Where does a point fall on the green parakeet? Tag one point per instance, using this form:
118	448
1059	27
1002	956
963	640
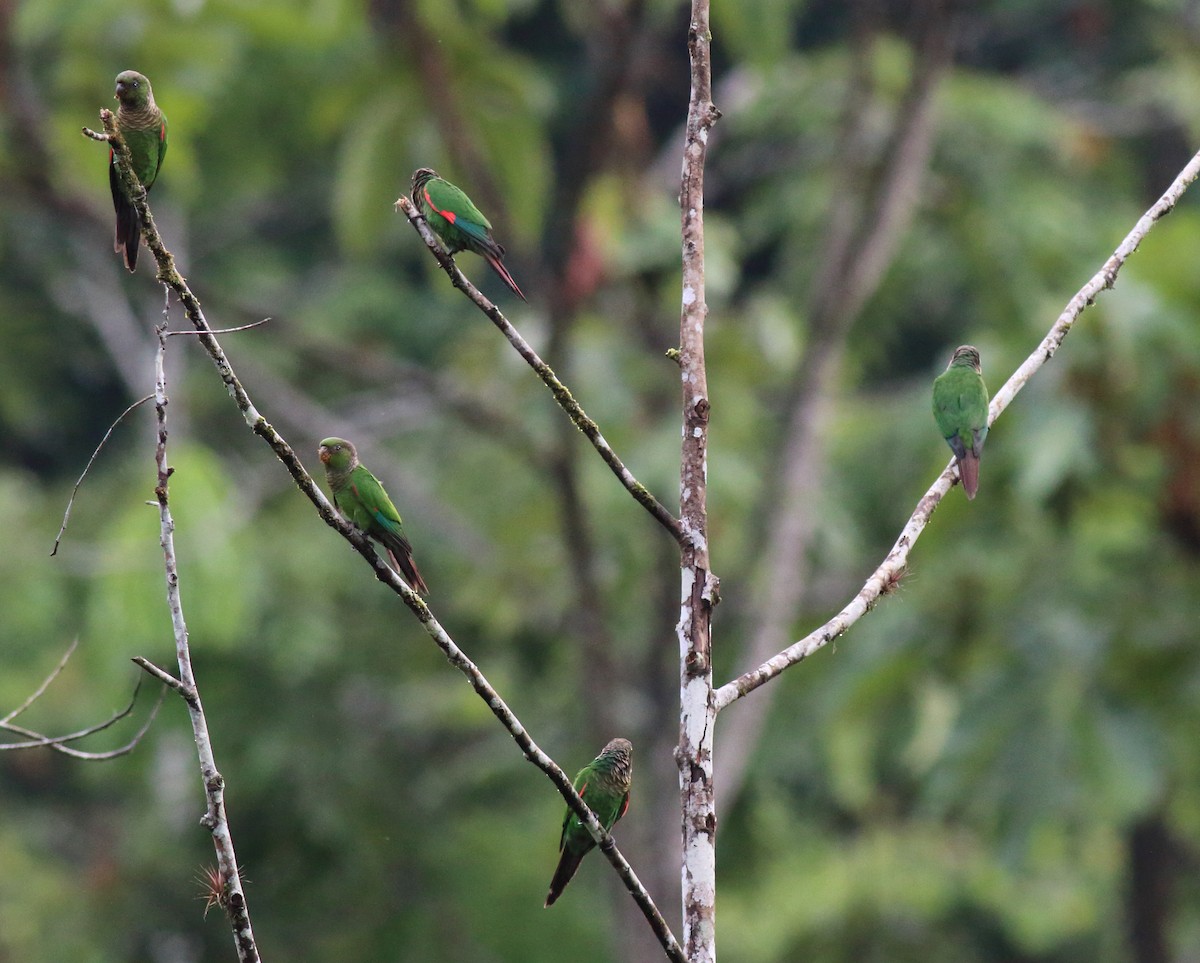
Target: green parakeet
960	408
144	129
604	785
361	500
459	222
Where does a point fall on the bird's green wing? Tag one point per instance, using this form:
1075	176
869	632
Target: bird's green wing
448	199
382	514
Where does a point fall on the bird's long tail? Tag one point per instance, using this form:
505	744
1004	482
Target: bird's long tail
498	267
129	225
567	866
969	471
402	561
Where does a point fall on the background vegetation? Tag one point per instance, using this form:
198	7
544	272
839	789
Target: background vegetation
999	764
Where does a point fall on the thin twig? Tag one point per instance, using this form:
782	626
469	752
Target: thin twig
562	394
893	566
223	330
286	454
66	515
58	742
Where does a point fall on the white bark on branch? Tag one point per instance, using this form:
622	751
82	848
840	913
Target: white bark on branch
384	573
893	566
699	592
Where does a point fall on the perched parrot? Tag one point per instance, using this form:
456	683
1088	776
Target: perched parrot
604	785
361	500
459	222
144	129
960	408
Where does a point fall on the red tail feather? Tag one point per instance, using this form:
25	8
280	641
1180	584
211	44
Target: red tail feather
969	471
498	267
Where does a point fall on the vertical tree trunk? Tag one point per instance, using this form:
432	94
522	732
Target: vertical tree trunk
699	585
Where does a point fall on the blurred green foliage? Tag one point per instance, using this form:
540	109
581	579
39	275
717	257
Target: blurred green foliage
959	778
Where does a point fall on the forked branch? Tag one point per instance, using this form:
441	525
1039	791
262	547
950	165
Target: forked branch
286	454
893	566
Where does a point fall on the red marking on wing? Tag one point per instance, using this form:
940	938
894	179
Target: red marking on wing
448	214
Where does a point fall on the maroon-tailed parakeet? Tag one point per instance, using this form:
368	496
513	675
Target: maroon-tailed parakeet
364	503
144	129
960	408
604	785
459	222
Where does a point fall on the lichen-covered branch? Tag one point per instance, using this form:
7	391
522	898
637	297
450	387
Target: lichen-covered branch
562	394
893	566
699	593
291	461
232	899
35	740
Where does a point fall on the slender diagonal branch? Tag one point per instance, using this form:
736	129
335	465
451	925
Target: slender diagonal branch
893	566
286	454
66	514
215	819
562	394
37	740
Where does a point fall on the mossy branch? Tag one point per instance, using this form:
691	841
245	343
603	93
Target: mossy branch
892	569
562	394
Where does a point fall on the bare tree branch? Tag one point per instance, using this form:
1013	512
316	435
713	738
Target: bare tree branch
36	740
259	425
867	221
562	395
215	819
893	566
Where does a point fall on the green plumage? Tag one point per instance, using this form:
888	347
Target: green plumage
960	408
604	785
144	129
459	222
363	501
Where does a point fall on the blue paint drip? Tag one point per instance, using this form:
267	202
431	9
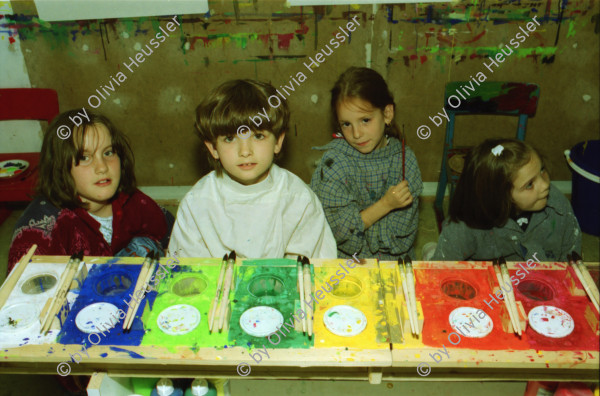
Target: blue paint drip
130	353
110	282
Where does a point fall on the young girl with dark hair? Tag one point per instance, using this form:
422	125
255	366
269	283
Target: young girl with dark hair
87	197
371	208
504	205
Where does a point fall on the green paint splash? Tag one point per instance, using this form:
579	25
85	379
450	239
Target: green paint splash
181	281
257	276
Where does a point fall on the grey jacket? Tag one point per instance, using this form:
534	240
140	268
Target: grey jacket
552	233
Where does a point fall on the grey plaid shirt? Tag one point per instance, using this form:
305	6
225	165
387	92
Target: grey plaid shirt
348	182
552	233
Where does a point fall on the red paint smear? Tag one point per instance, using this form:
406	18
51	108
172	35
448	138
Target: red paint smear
303	29
443	38
284	40
264	38
193	40
437	307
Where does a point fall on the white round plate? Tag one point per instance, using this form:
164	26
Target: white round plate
344	320
97	317
17	317
551	321
261	321
178	319
466	322
12	168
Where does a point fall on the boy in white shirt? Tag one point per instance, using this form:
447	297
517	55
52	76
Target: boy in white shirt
248	204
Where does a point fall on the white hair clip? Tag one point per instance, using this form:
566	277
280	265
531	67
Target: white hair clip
498	150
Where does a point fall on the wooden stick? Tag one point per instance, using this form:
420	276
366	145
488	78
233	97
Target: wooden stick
145	282
508	307
15	274
63	290
225	296
585	284
65	281
593	288
307	294
406	300
511	295
590	281
410	280
300	273
213	306
138	284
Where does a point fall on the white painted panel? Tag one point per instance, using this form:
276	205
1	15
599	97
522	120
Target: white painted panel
20	136
69	10
15	136
350	2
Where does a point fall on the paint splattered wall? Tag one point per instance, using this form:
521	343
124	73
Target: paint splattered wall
418	49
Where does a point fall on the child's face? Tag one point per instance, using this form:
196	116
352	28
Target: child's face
246	161
98	174
531	186
362	124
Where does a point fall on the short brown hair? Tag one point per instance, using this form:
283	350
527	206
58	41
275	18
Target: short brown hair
365	84
483	196
231	105
55	182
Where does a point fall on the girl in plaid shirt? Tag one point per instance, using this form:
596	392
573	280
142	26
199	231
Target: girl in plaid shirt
367	181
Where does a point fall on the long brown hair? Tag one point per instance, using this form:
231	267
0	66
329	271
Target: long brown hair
365	84
483	196
230	105
59	155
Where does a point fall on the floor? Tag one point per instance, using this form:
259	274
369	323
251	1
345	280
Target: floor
48	386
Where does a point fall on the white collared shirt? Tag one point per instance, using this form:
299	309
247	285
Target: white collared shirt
277	217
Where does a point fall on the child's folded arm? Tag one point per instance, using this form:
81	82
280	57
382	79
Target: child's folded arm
340	206
397	231
413	174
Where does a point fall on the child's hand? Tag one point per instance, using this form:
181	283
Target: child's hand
397	196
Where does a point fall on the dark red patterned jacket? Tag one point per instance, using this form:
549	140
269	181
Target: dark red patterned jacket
66	231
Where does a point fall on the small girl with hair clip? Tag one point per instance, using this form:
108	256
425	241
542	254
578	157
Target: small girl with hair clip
87	197
504	205
368	182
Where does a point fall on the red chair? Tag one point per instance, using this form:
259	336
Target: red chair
24	104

▸ What you need to do: Please repeat the entries exactly. Do not include the pictures.

▸ The reply:
Where does a point fall on the green parakeet? Tag one point per instance, using this form:
118	448
1059	27
1002	956
963	640
Target: green parakeet
960	408
144	129
604	785
361	500
459	222
Where does a point fall on the bird's green wing? Tag one point per instance, using this form:
1075	176
869	632
Target: bird's green wing
448	199
382	514
Where does a point fall on the bird's long tail? Tag one point per instance, using this form:
505	744
1004	482
Target: bird's long tail
498	267
129	225
567	866
969	471
402	561
Where does a point fall on the background vegetation? Tag one point per instance, using this form:
198	7
544	272
839	789
Target: background vegetation
999	764
Where does a point fall on the thin twig? Tag one point per instance, using this form:
782	626
469	752
Target: thin twig
562	394
893	566
223	330
286	454
66	515
58	742
Where does a point fall on the white bark on branch? Tag one point per instance, using this form:
622	751
82	848
840	913
Target: white bark on branch
384	573
893	566
699	592
Where does a point fall on the perched parrot? Tag one point per instance, using this form:
456	683
1088	776
Target: perched parrot
604	785
361	500
459	222
144	129
960	408
Where does a point fall on the red tail feather? Tag one point per instance, using this form:
25	8
280	641
1180	584
211	44
Target: red tail feather
969	471
498	267
Where does a point fall on the vertical tree trunk? Tag one point per instance, using this form:
432	94
522	732
Target: vertical tree trunk
699	585
Where does a point fall on the blurred green foliage? Tag one point per instance, using this form:
540	109
581	579
39	275
717	257
Target: blurred green foliage
959	778
Where does a point fall on the forked branch? Tag one point per instance, using this form:
441	525
1039	791
262	547
950	165
Target: forked branch
286	454
893	566
Where does a point fall on the red marking on wing? Tag one point per instance, using this form:
940	938
894	179
Target: red marking on wing
448	214
Where does a point fall on the maroon-tailed parakeet? Tag one point per instance, using this form:
368	496
513	675
Target: maroon-tailed parakeet
364	503
144	129
960	408
604	785
459	222
Where does a point fall on the lichen-covered branch? Tag one point per instance, using this form:
7	391
522	898
637	297
450	387
Target: lichen-covered branch
562	394
893	566
699	593
291	461
232	899
35	740
Where does a point fall on the slender diagonal branch? Tag one point per instance, using this form:
736	129
335	465
451	925
Target: slender diagonal branch
893	566
286	454
66	514
215	819
562	394
37	740
Where does a point fall on the mossy branch? Tag one point per instance, using this form:
691	841
245	343
603	93
Target: mossy branch
892	569
562	394
Where does a point fall on the bare tree branch? Tag one point per instance, using this form:
1013	512
316	435
713	738
Target: bare tree branch
36	740
259	425
867	221
562	395
215	819
893	566
Where does a point fall on the green plumage? Tag one point per instance, using this form:
888	347
Target: green plumage
960	408
604	785
144	129
459	222
363	501
Where does a point fall on the blue paint drip? Tag one point per instance, using this form:
267	202
431	9
Target: blue paint drip
130	353
110	282
Where does a point fall on the young girl with dark hair? Tag one point per instance, using this form:
422	125
255	366
269	283
Target: young girl with dark hair
87	197
371	208
504	205
Where does a point fall on the green paint splash? Tag one point per instance, using this form:
579	25
85	379
450	239
Target: green paint splash
181	281
257	276
Where does a point fall on the grey jacket? Tag one point per instance, using this form:
534	240
140	268
Target: grey jacket
552	233
Where does a point fall on the grey plaid shirt? Tag one point per instance, using this form:
305	6
225	165
387	92
Target: grey plaid shirt
348	182
552	233
Where does a point fall on the red paint smear? Tag one point per instance, using this form:
406	18
51	108
172	35
448	138
Target: red paint smear
303	29
443	38
284	40
264	38
193	40
437	307
Where does a point fall on the white round plate? Tag one point per instance, using this form:
164	26
Target: white round plate
344	320
97	317
17	317
551	321
261	321
178	319
466	322
12	168
Where does a point fall on the boy in white shirt? Tag one point per instance, using this form:
447	297
517	55
52	76
Target: boy in white shirt
248	204
Where does a point fall on the white hair clip? Tag one point per instance, using this form:
566	277
280	265
531	67
Target: white hair clip
498	150
Where does a point fall on the wooden stick? Tag one point per instance, using this form:
420	276
366	145
488	78
233	97
Target: wooden stick
145	282
508	307
15	274
63	290
225	296
585	284
65	281
593	288
307	294
406	300
511	295
590	281
410	280
300	273
213	306
138	284
Where does a point fall on the white painted panel? Tag one point per instance, using this form:
276	205
1	15
599	97
522	120
Target: white painted panel
20	136
69	10
15	136
350	2
Where does a point fall on the paint splattered wall? Tag one point per instance, using this form:
521	343
124	73
Target: paint splattered wall
418	49
Where does a point fall on the child's face? Tag one point per instance, using this form:
196	116
352	28
Target: child's face
246	161
98	174
531	186
362	124
Where does a point fall on the short brown hair? Tag one point per instance, using this form:
283	350
527	206
58	41
275	18
Target: short brown hair
365	84
483	196
231	105
55	182
Where does a point fall on the girl in plaid shirt? Tag one point per instance, using this form:
596	392
573	280
142	26
199	231
Target: girl in plaid shirt
367	181
Where does a point fall on the long brown hair? Tag one point per instance, using this form:
231	267
0	66
329	271
Target: long brown hair
365	84
483	196
230	105
59	155
Where does a point fall on the floor? Tag one point per instance, using this form:
259	274
369	323
251	1
345	280
Target: floor
48	386
Where does a point fall on the white collared shirt? Tag one point per instance, using this form:
299	309
247	285
Target: white collared shirt
277	217
Where does a point fall on the child's folded arm? Tag one point per instance, using this form:
81	82
280	57
382	79
Target: child's folded arm
340	206
397	231
413	174
Where does a point fall on the child's hand? Tag one point per instance, using this form:
181	283
Target: child's hand
397	196
Where does a point fall on the dark red patterned jacket? Tag one point per instance, using this form:
549	140
269	181
Target: dark red patterned jacket
66	231
Where does a point fall on the small girl with hair clip? Tag one point per instance, using this form:
108	256
425	241
542	254
578	157
Target: small girl with hair clip
87	197
504	205
368	182
Where does a point fall on the red chair? Tag one point per instance, using this form:
259	336
Target: red chair
24	104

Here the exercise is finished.